DATA TO USE:
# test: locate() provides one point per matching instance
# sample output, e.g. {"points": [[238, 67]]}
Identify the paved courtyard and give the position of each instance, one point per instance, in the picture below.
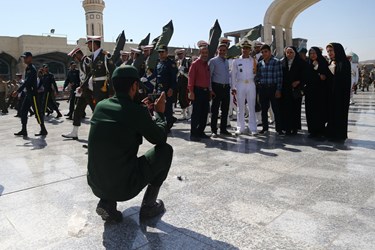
{"points": [[265, 192]]}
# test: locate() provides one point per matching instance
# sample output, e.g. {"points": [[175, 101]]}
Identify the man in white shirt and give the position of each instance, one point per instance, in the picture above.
{"points": [[243, 86]]}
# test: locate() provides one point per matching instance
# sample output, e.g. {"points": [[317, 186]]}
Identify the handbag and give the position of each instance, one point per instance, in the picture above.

TASK TO CARRY OUT: Tally every line of the data that includes "sample". Report the number and nothing more.

TASK RESULT: 3